Hear me out; this game is better than it looks. I know, I know, I don’t love that cover either, but once you get inside, this game really does come alive.

Conquest Princess is a cooperative bag-building game with elements of boss-battling and collection. This game was on Gamefound back in June 2023. It had a fairly small pledge group of about 668 people but it did succeed in being funded. I went all in! I got the base box, plus the mat, plus the acrylic tokens, and the bags!

If I were to describe this game to you, I would describe it as The Captain is Dead (which is a cooperative space game we reviewed here, here, and here) meets a bag-builder like Invincible (a cooperative bag-builder we reviewed here).
Let’s take a look!
Extra Specials

I am very pleased I went all-in on this; I got some pretty great stuff. Normally, I worry that a game with such a small crowdfunding presence won’t have great all-in stuff, but boy was I pleasantly surprised! I am SO PLEASED with the extras!

This is a bag-building game, remember?

This upgraded “extra” bag is fantastic!

It can even stand-up on its own! See above!

And the acrylic tiles that come with it are gorgeous! Bag of Destiny: totally worth it.

Standees of Utmost Elegance? Very good! Anyone who know follows this blogs knows that I love the acrylic standees, even over miniatures! The acrylic standees from Tokyo Sidekick (see here) and from Kinfire Chronicles (see here) have convinced me that I prefer the acrylic standees!

The Standees of Utmost Elegance box comes with a bunch of standees (right), bases (middle) and some acrylic danger tokens (left): see above.

All assembled, those look pretty great! See above! The art is a little cartoony, but I think that’s why the clear acrylic standees work so well in this game; they accent that comicy nature! I am very very happy with The Standees of Utmost Elegance! I wish the art was just a touch nicer, but I still liked it.

Look at all that great acrylic standee stuff!

The third and final box is the coolest: Lights Of Opulent Extravagence!

It includes metal first player token (right: above) and 16 action coins (left). Wow!

More importantly, it includes the light-up standees. You heard me. Light-up standees!

Each character can “transform” in the game, and when they do, they get the cool light-up standee! See above!

The extra specials for this game gave me a WOW and put a giant smile on my face! This is the feeling I wanted when I opened Freedom Five from a few weeks ago. I got that WOW feeling from Conquest Princess instead!!
Totally worth getting the extras and all-in.
Upgraded components are great, but what about the game?
Unboxing and Some* Unpunching Required

The base box is fairly tall, but width and height is pretty standard. See Coke can above for perspective.

I sort of had a weird dillema when I opened everything up! A lot of the tokens are already acryclic, so which ones do I punch out?



So, I ended up punching out about half the cardboard punchouts; the other half were from the acrylic standees and metal tokens.


I mean, everything looks pretty cool, right?
Gameplay

1 to 4 Players assume the roles of the 4 characters in the game: see above and below.

* _Supplied data_
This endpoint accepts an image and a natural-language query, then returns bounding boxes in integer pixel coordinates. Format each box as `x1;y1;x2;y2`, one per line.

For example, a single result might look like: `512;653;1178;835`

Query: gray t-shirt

* _Problem_
Quote the Conquest Princess review word for word, from "I am very pleased" up to and including "(left): see above.".

* _Reply to the task_
I am very pleased I went all-in on this; I got some pretty great stuff. Normally, I worry that a game with such a small crowdfunding presence won’t have great all-in stuff, but boy was I pleasantly surprised! I am SO PLEASED with the extras!

This is a bag-building game, remember?

This upgraded “extra” bag is fantastic!

It can even stand-up on its own! See above!

And the acrylic tiles that come with it are gorgeous! Bag of Destiny: totally worth it.

Standees of Utmost Elegance? Very good! Anyone who know follows this blogs knows that I love the acrylic standees, even over miniatures! The acrylic standees from Tokyo Sidekick (see here) and from Kinfire Chronicles (see here) have convinced me that I prefer the acrylic standees!

The Standees of Utmost Elegance box comes with a bunch of standees (right), bases (middle) and some acrylic danger tokens (left): see above.